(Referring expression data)

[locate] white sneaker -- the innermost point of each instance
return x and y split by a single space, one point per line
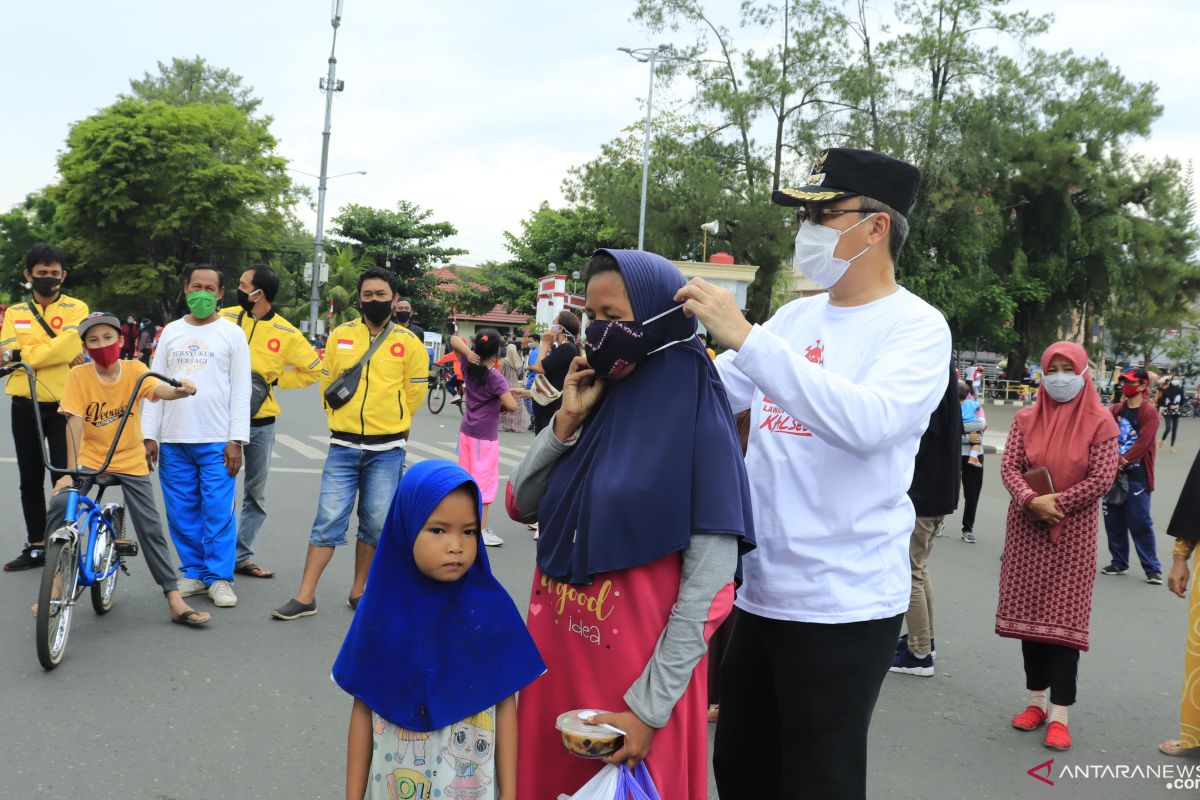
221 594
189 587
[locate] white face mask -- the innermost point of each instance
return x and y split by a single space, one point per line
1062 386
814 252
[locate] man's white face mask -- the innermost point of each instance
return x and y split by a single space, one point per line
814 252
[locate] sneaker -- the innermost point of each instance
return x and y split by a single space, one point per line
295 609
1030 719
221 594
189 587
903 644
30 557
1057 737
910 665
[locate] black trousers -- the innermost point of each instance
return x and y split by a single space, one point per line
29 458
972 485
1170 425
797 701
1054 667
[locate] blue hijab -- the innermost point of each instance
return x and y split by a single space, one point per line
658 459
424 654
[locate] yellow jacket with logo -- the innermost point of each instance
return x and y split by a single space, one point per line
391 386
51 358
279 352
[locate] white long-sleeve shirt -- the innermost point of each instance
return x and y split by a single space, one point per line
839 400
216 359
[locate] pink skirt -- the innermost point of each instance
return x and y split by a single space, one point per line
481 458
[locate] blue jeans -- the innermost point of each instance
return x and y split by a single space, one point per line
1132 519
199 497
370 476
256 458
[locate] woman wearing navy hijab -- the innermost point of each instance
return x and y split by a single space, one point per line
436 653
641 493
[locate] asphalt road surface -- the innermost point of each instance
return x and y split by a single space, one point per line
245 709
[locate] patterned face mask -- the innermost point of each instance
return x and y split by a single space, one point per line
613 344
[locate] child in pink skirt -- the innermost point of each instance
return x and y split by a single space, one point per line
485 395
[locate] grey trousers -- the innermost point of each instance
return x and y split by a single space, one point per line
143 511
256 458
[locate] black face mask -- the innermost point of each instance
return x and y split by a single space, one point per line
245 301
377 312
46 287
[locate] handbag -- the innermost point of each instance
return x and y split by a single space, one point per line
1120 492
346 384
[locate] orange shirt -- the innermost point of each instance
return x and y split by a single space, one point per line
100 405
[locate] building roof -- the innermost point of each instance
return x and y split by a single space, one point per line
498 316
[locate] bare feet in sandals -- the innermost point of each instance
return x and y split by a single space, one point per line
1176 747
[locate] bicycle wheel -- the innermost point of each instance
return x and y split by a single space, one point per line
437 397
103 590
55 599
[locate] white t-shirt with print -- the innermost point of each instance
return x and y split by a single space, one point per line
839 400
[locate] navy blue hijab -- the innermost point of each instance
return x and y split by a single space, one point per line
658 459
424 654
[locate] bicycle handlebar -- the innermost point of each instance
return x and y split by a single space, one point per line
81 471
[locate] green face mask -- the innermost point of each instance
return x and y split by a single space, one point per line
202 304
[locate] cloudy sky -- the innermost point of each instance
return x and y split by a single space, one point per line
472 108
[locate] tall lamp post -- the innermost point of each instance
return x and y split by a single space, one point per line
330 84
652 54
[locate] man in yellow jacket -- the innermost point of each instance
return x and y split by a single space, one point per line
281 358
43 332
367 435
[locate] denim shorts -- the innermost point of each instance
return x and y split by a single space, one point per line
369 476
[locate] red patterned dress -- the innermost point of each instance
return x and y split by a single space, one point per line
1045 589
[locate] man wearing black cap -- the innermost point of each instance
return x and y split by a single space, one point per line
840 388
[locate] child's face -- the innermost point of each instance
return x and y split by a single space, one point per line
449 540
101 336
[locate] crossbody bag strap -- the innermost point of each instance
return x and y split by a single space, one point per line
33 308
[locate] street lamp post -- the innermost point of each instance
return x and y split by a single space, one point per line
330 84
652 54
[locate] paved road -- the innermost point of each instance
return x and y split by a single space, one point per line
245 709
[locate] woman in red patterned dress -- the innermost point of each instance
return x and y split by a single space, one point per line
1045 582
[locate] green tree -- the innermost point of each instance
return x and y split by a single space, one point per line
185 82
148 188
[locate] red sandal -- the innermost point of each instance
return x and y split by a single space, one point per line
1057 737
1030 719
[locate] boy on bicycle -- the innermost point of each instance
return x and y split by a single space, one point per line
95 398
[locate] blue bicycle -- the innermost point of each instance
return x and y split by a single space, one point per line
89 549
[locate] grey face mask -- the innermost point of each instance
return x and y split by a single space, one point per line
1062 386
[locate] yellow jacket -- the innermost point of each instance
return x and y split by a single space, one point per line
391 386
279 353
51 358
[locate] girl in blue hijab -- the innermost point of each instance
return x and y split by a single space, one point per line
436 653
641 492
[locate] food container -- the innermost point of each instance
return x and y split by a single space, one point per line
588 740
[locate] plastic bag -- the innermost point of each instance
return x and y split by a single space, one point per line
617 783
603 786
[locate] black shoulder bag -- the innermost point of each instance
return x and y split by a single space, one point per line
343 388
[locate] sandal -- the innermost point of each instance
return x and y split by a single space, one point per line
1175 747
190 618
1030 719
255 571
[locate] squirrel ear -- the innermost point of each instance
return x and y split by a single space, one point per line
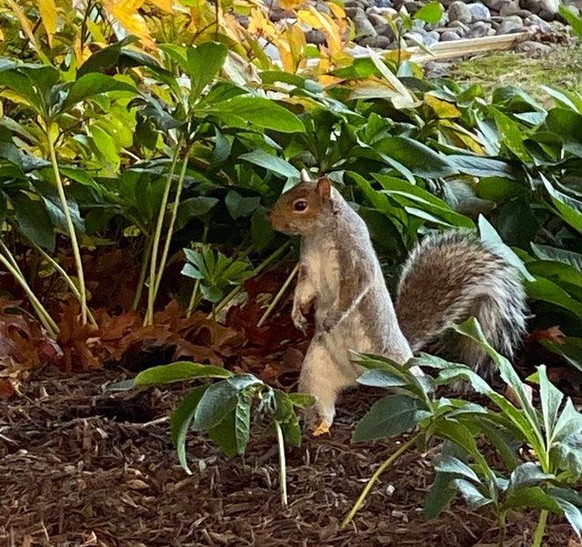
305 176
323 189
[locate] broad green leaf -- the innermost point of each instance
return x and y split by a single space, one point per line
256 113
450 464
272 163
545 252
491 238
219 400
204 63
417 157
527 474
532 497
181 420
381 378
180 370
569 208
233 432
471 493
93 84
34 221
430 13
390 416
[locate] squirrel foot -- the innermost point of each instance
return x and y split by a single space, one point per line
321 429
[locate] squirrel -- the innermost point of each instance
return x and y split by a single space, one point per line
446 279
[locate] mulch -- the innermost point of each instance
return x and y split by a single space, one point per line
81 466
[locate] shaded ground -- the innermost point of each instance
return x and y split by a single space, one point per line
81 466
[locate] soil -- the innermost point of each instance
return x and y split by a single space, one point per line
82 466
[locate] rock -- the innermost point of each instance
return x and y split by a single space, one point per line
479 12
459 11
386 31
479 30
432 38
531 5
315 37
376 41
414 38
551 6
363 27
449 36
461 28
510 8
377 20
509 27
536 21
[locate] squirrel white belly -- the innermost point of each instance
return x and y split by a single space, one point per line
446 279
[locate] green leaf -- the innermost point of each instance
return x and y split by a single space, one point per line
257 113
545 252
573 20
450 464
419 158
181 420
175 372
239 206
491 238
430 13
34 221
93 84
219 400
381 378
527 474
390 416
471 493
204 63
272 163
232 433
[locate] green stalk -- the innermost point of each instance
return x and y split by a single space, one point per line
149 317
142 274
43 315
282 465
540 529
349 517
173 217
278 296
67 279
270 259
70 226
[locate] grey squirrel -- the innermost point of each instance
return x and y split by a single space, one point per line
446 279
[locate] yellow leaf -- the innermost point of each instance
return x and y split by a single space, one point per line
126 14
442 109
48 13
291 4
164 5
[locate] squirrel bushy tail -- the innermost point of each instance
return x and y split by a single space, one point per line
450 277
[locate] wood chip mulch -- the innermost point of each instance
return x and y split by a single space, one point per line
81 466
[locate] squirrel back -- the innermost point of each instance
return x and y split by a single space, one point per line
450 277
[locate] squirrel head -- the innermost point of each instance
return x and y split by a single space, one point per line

- [How to complete this task] Please list every line of the records that contains "post".

- [Worked solution]
[locate] tall lamp post -- the innermost point of each instance
[locate] street lamp post -- the innermost point of each instance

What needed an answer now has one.